Exercise material:
-=-=-=-=-
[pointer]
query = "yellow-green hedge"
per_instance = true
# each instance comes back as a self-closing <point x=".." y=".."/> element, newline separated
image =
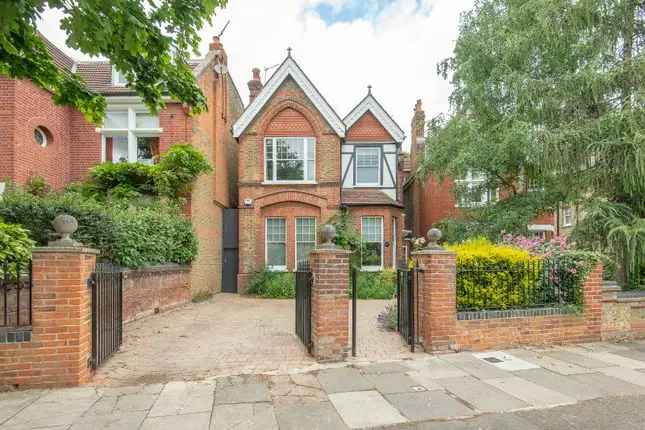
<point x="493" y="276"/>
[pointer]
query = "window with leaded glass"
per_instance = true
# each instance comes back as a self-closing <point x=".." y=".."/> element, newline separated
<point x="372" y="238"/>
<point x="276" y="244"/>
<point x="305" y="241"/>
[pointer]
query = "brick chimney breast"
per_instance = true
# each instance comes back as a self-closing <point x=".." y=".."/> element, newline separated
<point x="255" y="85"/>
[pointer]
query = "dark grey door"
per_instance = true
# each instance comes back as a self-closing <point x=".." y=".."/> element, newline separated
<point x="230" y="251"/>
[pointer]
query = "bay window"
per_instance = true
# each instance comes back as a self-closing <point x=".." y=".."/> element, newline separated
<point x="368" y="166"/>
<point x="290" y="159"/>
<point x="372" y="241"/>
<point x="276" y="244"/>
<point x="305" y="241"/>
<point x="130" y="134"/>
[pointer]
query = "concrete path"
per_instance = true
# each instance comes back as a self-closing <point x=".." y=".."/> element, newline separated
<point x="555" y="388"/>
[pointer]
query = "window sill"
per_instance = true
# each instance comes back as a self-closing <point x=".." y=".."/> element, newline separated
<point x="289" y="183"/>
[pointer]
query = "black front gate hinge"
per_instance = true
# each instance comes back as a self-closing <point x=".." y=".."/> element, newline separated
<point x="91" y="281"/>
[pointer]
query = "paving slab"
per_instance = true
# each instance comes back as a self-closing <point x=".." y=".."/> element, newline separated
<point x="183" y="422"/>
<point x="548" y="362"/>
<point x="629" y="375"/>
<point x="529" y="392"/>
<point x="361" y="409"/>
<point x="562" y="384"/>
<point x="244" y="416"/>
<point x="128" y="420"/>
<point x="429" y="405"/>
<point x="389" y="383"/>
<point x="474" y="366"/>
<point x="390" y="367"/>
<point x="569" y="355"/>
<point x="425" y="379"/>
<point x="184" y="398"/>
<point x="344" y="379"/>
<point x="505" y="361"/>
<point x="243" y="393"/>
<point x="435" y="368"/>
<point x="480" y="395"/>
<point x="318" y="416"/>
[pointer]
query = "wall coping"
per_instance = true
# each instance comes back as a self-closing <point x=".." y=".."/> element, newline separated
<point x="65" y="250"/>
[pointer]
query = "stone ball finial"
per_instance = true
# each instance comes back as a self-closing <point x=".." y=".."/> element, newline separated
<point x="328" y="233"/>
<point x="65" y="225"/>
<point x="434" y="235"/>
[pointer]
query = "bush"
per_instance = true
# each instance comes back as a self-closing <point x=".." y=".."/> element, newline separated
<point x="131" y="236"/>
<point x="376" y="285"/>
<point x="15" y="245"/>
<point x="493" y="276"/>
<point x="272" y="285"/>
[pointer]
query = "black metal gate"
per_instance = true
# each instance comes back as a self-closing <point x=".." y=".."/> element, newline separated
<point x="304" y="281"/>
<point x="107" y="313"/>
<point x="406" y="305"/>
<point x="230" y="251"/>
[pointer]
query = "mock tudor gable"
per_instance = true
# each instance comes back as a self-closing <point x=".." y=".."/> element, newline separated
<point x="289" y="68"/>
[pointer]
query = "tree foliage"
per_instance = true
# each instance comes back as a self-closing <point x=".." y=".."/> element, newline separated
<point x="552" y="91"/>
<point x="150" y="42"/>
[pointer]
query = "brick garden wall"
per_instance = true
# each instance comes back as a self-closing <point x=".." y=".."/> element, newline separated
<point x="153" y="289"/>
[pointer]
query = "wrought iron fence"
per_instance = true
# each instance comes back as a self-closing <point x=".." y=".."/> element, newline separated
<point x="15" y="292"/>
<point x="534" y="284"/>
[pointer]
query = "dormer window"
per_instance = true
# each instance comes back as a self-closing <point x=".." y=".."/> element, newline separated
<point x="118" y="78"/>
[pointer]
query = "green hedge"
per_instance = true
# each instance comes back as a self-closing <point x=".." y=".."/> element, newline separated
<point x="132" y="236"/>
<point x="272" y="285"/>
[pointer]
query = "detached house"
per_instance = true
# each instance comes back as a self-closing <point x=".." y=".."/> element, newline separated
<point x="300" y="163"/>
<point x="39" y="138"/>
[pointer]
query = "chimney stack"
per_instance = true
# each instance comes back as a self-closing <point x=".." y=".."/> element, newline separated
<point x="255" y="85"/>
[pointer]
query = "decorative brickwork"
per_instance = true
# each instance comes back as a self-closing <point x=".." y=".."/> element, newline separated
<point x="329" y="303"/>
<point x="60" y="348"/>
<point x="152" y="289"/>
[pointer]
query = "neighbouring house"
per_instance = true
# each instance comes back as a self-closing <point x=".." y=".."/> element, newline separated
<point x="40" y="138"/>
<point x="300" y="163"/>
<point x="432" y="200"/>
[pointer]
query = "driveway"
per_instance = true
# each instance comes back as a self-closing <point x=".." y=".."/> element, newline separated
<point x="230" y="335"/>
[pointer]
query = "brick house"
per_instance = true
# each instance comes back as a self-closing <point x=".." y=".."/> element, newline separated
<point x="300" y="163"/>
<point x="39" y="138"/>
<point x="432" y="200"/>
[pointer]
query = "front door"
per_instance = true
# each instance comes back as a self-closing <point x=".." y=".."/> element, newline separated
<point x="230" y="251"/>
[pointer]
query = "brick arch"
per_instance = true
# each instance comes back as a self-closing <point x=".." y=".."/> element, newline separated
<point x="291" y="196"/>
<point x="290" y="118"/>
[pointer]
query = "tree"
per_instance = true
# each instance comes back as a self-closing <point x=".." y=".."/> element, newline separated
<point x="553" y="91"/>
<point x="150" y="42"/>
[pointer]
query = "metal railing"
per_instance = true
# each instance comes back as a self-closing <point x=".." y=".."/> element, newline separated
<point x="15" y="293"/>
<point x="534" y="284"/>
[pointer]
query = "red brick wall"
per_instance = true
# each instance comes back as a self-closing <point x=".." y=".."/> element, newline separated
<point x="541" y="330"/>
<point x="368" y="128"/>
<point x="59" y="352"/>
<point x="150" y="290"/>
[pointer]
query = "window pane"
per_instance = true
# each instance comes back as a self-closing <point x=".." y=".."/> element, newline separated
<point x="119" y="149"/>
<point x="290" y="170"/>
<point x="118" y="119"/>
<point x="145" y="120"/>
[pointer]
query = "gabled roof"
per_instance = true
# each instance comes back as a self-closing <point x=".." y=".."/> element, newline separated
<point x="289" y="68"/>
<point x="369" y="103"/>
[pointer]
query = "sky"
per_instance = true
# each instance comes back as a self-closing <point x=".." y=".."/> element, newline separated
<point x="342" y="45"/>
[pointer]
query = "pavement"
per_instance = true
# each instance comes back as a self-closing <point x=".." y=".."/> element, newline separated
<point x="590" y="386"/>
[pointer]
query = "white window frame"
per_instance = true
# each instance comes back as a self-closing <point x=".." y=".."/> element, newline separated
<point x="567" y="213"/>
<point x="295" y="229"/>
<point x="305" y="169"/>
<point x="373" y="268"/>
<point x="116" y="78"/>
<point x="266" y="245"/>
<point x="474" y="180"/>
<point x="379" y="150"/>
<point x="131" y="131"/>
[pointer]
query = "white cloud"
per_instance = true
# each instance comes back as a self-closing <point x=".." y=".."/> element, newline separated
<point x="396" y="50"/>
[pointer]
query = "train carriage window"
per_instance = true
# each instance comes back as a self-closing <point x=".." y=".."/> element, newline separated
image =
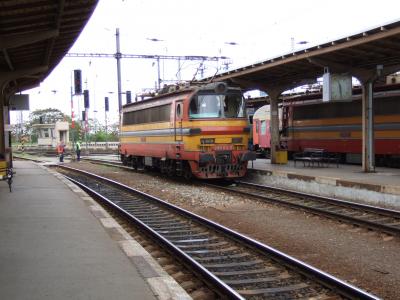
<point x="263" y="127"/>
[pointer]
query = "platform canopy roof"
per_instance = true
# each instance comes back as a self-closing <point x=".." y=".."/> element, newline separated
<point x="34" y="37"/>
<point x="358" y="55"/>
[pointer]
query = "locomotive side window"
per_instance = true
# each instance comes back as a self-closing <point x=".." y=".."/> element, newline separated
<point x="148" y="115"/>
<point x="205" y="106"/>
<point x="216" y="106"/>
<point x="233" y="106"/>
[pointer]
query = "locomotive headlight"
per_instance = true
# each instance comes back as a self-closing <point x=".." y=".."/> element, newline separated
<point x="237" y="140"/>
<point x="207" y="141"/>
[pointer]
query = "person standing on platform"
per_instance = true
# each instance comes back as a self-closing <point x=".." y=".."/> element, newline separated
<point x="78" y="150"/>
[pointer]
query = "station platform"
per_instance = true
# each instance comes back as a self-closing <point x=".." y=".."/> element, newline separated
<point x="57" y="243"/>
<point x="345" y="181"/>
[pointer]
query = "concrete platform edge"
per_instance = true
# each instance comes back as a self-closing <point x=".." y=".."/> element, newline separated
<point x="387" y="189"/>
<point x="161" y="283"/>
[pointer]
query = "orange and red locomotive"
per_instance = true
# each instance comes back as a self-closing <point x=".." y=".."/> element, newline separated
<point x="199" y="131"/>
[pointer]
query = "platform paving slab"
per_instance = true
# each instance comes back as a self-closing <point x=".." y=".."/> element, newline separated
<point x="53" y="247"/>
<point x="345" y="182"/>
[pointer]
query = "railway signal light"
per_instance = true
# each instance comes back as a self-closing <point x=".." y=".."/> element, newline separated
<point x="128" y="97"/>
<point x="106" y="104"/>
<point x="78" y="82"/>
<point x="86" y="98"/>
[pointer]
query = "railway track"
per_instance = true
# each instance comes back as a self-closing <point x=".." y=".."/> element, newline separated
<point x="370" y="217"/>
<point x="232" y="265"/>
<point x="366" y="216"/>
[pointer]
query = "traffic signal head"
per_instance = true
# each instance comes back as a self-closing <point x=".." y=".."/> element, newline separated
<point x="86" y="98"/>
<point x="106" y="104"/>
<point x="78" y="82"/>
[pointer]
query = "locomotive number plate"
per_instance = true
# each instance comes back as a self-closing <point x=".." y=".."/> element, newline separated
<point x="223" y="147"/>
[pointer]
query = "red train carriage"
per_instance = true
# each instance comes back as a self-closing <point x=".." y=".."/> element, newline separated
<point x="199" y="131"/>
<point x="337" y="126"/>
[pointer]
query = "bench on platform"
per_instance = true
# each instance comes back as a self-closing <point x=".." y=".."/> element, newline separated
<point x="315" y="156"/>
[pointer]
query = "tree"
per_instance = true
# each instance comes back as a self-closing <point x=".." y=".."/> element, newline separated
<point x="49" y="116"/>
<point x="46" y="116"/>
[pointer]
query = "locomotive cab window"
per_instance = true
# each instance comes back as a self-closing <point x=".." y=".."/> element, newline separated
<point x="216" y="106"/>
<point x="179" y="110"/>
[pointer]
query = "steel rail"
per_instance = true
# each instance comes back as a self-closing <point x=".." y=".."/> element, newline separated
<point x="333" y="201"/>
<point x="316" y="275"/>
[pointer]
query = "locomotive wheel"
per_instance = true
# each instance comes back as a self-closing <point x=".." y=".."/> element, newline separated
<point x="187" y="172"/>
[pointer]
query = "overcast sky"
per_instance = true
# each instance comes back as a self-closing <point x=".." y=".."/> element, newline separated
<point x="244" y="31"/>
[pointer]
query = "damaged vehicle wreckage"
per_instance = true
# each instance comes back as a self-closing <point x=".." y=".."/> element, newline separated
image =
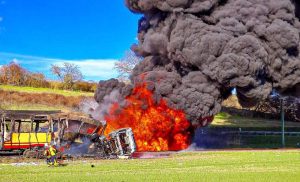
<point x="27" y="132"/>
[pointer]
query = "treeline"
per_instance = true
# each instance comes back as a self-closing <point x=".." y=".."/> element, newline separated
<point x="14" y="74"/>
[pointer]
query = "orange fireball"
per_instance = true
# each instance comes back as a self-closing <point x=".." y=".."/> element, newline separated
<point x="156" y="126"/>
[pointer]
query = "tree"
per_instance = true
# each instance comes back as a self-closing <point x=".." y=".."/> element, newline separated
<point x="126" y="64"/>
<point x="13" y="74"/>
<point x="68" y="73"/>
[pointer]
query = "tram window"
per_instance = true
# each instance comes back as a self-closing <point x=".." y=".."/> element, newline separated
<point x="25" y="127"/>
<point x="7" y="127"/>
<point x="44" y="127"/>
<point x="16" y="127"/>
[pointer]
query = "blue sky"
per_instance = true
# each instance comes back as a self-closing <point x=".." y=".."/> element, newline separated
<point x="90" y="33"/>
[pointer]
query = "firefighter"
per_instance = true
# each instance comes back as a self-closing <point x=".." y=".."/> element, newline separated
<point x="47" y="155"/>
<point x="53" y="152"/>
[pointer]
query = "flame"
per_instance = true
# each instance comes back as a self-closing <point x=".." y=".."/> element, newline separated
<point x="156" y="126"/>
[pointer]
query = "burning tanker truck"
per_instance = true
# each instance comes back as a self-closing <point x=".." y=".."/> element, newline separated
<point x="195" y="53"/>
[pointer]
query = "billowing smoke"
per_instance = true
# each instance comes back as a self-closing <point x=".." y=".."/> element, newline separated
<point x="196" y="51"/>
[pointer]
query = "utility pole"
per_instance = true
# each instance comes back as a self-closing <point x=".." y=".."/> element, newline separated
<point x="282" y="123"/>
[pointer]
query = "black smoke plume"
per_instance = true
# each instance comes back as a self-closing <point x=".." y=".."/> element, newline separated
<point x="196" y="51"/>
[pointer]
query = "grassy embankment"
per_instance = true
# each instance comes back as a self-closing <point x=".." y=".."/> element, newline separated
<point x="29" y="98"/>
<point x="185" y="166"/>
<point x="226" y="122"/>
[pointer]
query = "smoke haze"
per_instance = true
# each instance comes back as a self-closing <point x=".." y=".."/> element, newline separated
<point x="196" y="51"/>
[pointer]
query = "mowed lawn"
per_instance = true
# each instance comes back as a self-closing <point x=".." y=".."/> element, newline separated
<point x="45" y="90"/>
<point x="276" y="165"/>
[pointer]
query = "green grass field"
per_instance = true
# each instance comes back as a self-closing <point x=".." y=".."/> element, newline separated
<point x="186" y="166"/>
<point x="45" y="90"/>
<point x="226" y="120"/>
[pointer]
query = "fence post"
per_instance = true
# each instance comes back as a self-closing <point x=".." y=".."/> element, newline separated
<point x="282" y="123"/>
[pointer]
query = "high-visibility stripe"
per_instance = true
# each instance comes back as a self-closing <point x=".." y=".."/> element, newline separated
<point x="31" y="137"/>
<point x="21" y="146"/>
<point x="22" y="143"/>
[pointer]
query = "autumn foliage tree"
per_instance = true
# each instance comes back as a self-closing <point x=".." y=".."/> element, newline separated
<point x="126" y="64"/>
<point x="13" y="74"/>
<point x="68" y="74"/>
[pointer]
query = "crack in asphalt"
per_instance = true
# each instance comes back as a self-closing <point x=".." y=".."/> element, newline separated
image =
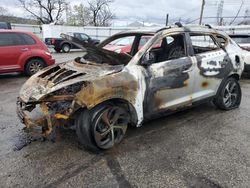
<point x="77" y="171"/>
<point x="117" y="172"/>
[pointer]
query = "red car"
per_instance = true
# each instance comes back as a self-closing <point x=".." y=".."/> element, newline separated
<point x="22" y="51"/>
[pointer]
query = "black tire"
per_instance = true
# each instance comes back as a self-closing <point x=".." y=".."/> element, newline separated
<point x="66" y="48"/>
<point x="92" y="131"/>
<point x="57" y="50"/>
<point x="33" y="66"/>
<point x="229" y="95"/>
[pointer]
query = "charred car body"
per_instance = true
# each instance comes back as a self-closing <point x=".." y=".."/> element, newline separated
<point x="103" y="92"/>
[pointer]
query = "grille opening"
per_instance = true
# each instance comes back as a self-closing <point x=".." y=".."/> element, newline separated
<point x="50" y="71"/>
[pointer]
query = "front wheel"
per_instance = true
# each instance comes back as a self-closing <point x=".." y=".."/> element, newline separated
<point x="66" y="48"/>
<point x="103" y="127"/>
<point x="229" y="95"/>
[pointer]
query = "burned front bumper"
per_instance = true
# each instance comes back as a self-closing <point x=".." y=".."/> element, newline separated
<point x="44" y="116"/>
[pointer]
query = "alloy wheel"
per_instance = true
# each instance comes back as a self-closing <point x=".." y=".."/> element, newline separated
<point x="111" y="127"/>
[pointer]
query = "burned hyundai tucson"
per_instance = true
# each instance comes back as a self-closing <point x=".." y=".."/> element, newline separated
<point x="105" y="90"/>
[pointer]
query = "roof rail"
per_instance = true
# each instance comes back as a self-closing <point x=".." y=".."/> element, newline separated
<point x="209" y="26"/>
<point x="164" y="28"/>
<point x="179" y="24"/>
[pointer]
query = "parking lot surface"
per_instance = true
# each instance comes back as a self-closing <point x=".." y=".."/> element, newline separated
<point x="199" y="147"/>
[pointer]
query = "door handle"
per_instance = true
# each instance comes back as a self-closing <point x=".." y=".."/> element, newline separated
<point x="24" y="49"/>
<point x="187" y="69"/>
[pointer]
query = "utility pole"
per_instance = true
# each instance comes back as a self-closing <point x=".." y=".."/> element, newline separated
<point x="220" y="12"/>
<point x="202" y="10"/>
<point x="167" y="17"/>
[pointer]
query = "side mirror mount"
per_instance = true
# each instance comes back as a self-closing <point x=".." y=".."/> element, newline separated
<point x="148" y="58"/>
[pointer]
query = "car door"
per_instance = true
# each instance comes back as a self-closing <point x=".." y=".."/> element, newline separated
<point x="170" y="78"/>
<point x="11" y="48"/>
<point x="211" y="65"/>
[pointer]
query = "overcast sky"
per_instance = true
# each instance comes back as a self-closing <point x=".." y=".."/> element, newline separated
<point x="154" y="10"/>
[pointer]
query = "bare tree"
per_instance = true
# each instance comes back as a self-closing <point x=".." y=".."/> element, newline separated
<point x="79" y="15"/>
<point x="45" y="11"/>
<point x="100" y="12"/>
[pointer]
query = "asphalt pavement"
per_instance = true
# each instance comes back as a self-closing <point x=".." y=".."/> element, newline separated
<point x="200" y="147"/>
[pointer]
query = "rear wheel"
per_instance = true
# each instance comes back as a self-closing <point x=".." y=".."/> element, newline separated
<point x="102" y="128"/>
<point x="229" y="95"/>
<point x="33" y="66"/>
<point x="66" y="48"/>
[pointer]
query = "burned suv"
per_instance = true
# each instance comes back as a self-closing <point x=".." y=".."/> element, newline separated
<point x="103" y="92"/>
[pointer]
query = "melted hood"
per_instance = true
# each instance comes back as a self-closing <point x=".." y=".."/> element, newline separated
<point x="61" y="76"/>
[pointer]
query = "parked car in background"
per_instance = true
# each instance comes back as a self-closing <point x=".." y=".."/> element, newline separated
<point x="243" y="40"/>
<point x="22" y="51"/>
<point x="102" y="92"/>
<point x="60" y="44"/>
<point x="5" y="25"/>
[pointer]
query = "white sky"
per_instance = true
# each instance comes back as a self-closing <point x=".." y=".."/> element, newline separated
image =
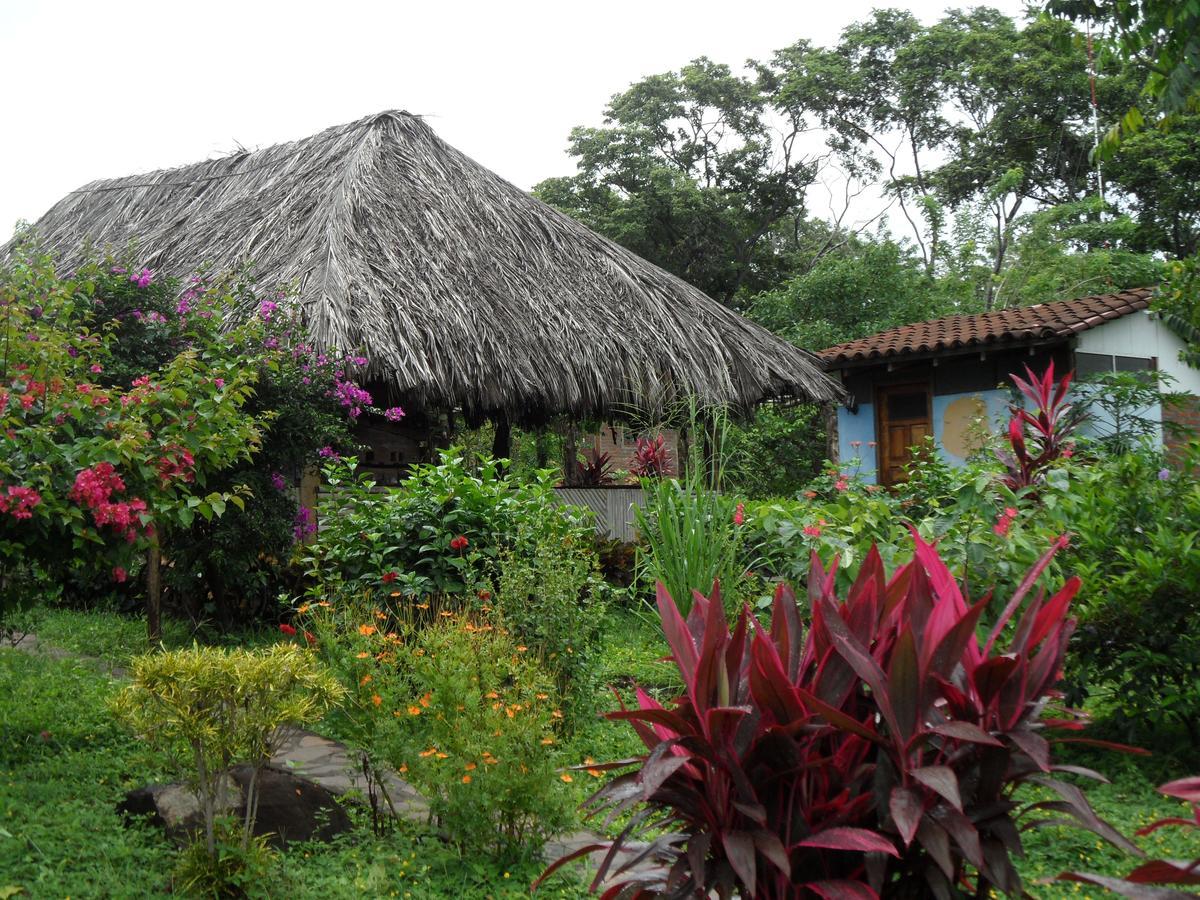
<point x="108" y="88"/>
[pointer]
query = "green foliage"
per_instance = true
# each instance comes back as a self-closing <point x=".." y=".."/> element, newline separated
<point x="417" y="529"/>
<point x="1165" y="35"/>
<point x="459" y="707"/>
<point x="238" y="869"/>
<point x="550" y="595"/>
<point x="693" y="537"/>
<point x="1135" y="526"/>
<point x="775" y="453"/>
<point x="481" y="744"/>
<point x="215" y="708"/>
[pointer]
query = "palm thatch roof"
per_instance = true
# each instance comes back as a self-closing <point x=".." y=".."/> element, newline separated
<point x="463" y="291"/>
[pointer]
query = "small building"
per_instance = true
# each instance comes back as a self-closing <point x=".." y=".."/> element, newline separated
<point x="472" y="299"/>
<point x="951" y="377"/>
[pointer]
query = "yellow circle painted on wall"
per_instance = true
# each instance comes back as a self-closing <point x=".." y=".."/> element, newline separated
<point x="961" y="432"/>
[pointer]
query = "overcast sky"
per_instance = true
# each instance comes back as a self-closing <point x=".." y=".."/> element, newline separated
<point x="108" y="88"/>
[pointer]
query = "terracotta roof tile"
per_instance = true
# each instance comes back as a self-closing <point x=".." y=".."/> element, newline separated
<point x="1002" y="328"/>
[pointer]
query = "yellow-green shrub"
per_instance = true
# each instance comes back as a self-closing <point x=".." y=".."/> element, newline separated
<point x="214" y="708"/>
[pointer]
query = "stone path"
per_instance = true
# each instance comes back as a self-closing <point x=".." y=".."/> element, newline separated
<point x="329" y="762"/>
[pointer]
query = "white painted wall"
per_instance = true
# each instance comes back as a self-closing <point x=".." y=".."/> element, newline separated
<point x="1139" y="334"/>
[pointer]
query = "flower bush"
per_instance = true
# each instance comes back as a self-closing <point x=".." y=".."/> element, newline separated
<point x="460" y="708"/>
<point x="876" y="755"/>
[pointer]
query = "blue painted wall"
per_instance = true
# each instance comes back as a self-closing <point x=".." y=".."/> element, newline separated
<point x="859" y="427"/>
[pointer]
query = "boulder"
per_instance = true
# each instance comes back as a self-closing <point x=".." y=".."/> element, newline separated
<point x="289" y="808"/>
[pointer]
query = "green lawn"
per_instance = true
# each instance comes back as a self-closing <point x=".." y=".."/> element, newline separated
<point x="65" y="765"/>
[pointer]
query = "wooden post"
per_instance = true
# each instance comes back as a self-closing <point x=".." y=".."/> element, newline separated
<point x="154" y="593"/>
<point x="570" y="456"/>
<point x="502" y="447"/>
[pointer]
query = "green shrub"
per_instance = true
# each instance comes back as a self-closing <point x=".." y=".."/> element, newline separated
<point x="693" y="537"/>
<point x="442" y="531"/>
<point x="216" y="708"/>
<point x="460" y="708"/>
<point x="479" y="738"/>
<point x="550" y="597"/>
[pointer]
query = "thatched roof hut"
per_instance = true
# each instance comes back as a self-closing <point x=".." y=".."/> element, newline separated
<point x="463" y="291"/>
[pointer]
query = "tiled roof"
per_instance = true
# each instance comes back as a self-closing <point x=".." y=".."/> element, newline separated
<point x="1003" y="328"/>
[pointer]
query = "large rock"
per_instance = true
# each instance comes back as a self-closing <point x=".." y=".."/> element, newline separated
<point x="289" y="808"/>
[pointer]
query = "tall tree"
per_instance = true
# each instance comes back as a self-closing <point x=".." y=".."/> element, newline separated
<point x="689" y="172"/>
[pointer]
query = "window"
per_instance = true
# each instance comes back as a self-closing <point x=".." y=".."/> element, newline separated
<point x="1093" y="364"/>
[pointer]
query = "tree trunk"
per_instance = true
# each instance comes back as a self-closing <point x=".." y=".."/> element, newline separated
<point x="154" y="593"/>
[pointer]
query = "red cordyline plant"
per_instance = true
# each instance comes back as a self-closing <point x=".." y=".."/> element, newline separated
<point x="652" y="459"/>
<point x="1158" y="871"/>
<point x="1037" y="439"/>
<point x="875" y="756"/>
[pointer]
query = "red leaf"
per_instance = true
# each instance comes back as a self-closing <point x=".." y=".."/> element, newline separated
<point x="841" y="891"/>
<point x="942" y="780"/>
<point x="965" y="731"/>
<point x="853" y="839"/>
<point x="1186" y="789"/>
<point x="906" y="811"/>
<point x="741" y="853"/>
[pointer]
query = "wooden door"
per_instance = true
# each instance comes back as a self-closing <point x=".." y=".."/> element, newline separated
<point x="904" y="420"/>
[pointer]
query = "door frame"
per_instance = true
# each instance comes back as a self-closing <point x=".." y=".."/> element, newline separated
-=-=-=-=-
What you need to do: Filter the listing for the word "shrub" and copy every line that holds it.

Written answer:
query = "yellow-green shrub"
query = "green shrub"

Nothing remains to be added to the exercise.